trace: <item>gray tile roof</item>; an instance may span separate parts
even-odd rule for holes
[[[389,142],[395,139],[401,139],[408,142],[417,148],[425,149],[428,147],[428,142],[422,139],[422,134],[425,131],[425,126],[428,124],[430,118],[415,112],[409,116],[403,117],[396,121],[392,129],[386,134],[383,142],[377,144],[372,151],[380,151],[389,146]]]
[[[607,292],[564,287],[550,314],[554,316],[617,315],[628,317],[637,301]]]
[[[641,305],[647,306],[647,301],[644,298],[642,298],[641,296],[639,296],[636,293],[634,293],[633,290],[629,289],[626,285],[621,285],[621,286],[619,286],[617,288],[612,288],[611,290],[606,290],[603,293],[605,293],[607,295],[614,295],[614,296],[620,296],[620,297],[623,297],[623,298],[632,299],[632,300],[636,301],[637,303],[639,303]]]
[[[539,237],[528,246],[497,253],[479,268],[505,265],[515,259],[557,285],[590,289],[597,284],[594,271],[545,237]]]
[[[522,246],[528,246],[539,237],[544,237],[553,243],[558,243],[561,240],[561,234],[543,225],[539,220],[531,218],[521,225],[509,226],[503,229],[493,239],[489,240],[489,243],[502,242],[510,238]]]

### To do
The answer must be the full listing, written out word for word.

### Expected answer
trace: <item>gray tile roof</item>; an instance may span separate parts
even-odd rule for holes
[[[389,142],[395,139],[401,139],[408,142],[417,148],[425,149],[428,147],[428,142],[422,139],[422,134],[425,131],[425,126],[428,124],[430,118],[415,112],[409,116],[403,117],[396,121],[392,129],[386,134],[383,142],[377,144],[372,151],[380,151],[389,146]]]
[[[607,292],[564,287],[550,314],[554,316],[617,315],[628,317],[637,301]]]
[[[641,305],[647,306],[647,301],[644,298],[642,298],[641,296],[639,296],[636,293],[634,293],[633,290],[629,289],[626,285],[621,285],[621,286],[619,286],[617,288],[612,288],[611,290],[606,290],[603,293],[605,293],[607,295],[614,295],[614,296],[620,296],[620,297],[623,297],[623,298],[632,299],[632,300],[636,301],[637,303],[639,303]]]
[[[539,237],[528,246],[497,253],[479,268],[505,265],[515,259],[557,285],[590,289],[597,284],[594,271],[545,237]]]
[[[522,246],[528,246],[539,237],[544,237],[553,243],[558,243],[561,240],[561,234],[543,225],[539,220],[531,218],[521,225],[509,226],[503,229],[493,239],[489,240],[489,243],[502,242],[510,238]]]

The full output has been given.